> _The problem_
Nothing in the data should change when you return it, but leave the pictures out.

▼

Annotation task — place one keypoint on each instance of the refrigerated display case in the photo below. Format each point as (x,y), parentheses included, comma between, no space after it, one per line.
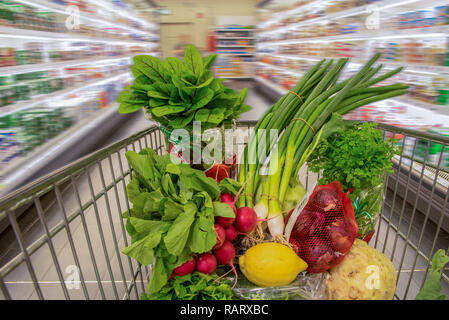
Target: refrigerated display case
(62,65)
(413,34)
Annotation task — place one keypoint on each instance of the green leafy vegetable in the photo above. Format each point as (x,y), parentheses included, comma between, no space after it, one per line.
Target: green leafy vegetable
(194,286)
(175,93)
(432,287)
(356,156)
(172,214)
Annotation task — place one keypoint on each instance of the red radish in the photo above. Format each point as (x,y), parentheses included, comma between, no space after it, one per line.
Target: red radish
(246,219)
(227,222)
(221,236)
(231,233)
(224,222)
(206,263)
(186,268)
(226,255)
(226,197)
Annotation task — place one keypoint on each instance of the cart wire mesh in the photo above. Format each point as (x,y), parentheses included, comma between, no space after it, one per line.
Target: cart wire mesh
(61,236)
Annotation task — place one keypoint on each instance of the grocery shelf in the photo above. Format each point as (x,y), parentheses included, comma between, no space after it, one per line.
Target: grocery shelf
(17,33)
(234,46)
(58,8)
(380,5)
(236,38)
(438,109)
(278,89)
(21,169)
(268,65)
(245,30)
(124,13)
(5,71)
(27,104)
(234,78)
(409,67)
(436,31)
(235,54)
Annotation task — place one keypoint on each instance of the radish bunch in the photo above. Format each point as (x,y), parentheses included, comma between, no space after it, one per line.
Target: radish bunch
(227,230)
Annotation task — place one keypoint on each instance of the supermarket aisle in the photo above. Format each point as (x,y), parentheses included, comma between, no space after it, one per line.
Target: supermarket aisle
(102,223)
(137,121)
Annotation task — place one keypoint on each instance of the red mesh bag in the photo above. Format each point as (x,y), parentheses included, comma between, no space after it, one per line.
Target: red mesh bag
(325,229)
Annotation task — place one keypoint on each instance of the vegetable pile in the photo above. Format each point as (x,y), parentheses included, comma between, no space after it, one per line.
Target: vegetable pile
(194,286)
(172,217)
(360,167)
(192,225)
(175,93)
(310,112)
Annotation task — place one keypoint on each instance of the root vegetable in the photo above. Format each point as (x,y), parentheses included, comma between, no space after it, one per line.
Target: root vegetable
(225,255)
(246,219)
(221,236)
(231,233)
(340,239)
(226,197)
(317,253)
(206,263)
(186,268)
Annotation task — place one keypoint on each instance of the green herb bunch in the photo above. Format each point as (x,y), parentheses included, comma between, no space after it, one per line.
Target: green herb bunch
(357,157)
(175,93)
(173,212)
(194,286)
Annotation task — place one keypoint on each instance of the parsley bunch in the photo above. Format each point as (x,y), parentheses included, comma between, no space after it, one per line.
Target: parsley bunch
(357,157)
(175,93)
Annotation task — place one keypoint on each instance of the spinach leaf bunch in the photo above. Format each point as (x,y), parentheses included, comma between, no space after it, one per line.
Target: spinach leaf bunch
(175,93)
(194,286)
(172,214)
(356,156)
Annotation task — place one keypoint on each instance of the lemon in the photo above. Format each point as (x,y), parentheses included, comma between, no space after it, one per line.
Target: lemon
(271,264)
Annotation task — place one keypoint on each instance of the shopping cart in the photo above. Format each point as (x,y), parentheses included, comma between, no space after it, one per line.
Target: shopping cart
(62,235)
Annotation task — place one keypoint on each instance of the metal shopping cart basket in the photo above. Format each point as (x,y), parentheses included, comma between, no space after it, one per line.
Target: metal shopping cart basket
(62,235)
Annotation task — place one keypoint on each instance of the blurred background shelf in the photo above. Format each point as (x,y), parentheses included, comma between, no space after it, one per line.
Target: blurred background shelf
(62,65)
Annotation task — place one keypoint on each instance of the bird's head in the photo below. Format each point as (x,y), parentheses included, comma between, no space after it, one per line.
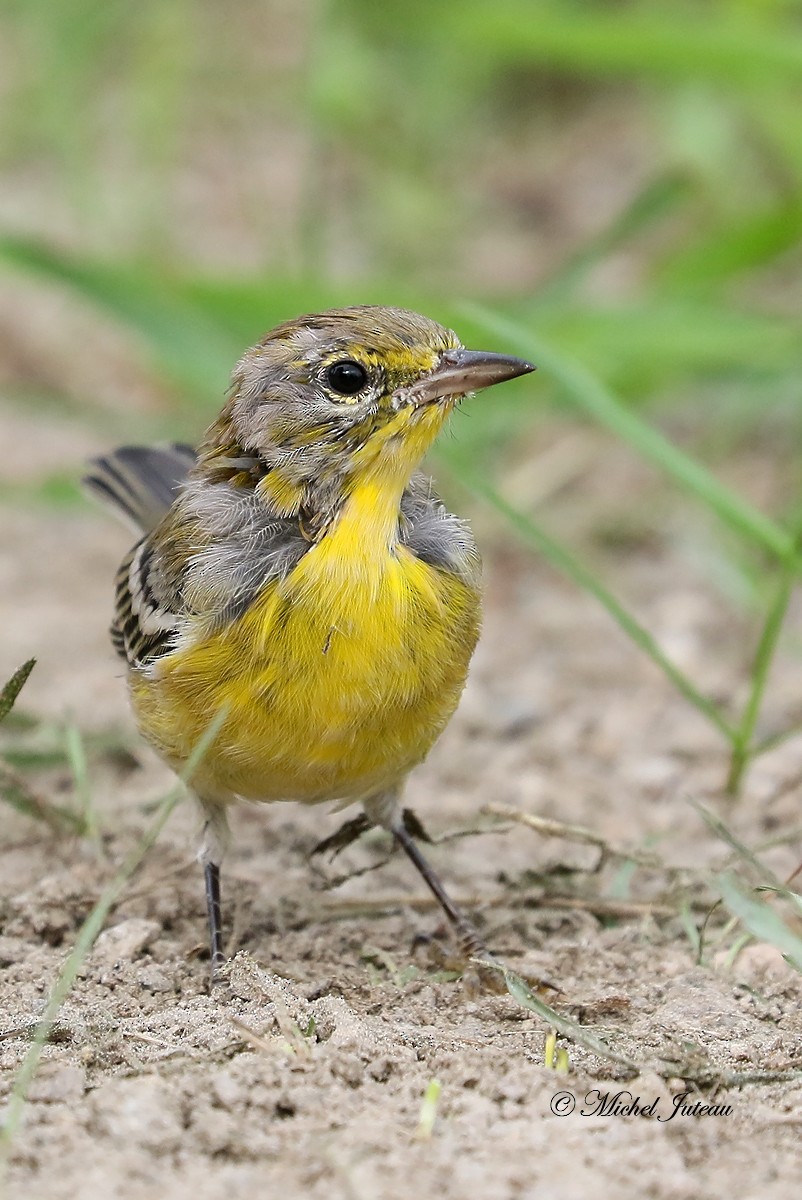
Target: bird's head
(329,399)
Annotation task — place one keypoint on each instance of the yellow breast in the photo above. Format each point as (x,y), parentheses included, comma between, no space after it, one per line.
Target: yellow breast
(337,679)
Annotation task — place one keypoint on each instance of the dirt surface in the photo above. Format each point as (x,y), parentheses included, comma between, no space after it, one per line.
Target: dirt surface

▲

> _Exercise output_
Annotation task — place one keypoint on each instance of the refrigerated display case in the photo below. Format each point as (x,y), parentheses included, comma between, no space after it, one per line.
Target: refrigerated display case
(62,65)
(413,34)
Annotation task — place one keypoint on each instance of the green leafy vegetable in the photo above. Format each point as (x,y), parentheses included, comma between, no space after it, one per line.
Target: green leafy vegetable
(194,286)
(175,93)
(432,287)
(356,156)
(172,214)
Annotation task — place one keypoint on each instance of the red radish in the photo above. Format each point as (x,y), parentheses included, comma between, no space after it, one per line.
Target: red radish
(246,219)
(227,222)
(221,236)
(231,233)
(224,222)
(206,263)
(186,268)
(226,255)
(226,197)
Annotation task — place one keypoint on each instance of the cart wire mesh in the photo above. Format each point as (x,y), parentheses included, comma between, no space after it, one per line.
Target: cart wire mesh
(61,236)
Annotation task — place one keypoint on each instance of the grocery shelf in the photo above. Format each point as (x,y), parentheses included, comma between, no space after it, one per line.
Target: grocery shelf
(17,33)
(234,46)
(58,8)
(380,5)
(236,38)
(438,109)
(278,89)
(21,169)
(268,65)
(245,30)
(124,13)
(5,71)
(27,104)
(234,78)
(409,67)
(436,31)
(235,54)
Annotation task — place one keypoint on each instance of the radish bunch in the photo above. Format each point as (x,y), parentheses included, comma between, no space after it, one per line.
Target: radish bunch
(227,230)
Annotation task — place one keypoint on each instance of the supermarket aisle in the photo above. Format each point as (x,y), parentheses included, comma between, no space after it, one per line.
Target: supermarket aisle
(102,223)
(137,121)
Annotation task — place one keypoint on each instance of the red mesh bag in the photo above. Format each point as (x,y), parentheses included, comma between, no space after it, one per line.
Target: red mesh bag
(325,229)
Annotation task — place one keypoint on each instance of the vegetable pile in the photo above. Format each point as (x,y), parentheses included, comma between, no space after it, one per line.
Target: vegetable pile
(194,286)
(172,217)
(360,167)
(192,225)
(175,93)
(310,112)
Annotation task — place one keypoint on each instance of the root vegetable in the photo above. Format each point as (x,y), parentheses included, comma between, no space after it, one per line.
Target: root vegetable
(225,255)
(246,219)
(221,236)
(231,233)
(340,239)
(226,197)
(317,253)
(206,263)
(186,268)
Annotation task — place one keypoint on each instance of the green herb bunch in the photo above. Format each point as (x,y), parentheses included, comma between, no space after it, one per line.
Target: green herb bunch
(357,157)
(175,93)
(173,212)
(194,286)
Annotation task — place one keypoint on each instance of the parsley bunch in the photo above. Format each point as (x,y), parentheses included, comma between, no space after it, one per line.
Target: parsley bunch
(357,157)
(175,93)
Annotation task — place one keypoint on each instance of the spinach leaf bunch in the photo above. Format each point as (x,y), parentheses included, comma between, no space after it, one per line.
Target: spinach leaf bunch
(175,93)
(194,286)
(172,214)
(356,156)
Annotation task — place one keypoint on each instance of the lemon in the photo above. Format each point as (x,y), parentheses included, comma between, no space after it, one per line.
Target: lemon
(271,264)
Annotation task — place one keypoint on each instance of the shopping cart in the photo above. Format each point as (x,y), parentheses included, comma between, no space after it, one per line.
Target: shopping cart
(62,235)
Annotation task — place one keypoint on each instance of the metal shopping cart basket in the photo above. Format each point as (x,y), parentheses included, comma between, no space after it, one per line.
Target: metal shopping cart basket
(62,235)
Annotation task — place one keypoint on each instance of the blurred background shelf in the photo above. Format each point as (x,y), parentheses included, comma between, no space after it, one per line.
Target: blurred background shelf
(62,65)
Annotation task — place one keypoint on each instance of the bird's head in the photo below. Format each point as (x,y), parentheses included, comma between, no space after it, one per line.
Target: bird's head
(329,399)
Annotation task — place one keypoint on each instance of the yellow breast in the photo above. Format each point as (x,y), parentheses included, comma between, no space after it, one per line.
Target: yellow breast
(337,679)
Annotation task — place one keypoint on each instance of the dirt surface in the photo above. Format each point as (x,y), parentheses included, comma between, no space after it, one per line.
Target: dirt surface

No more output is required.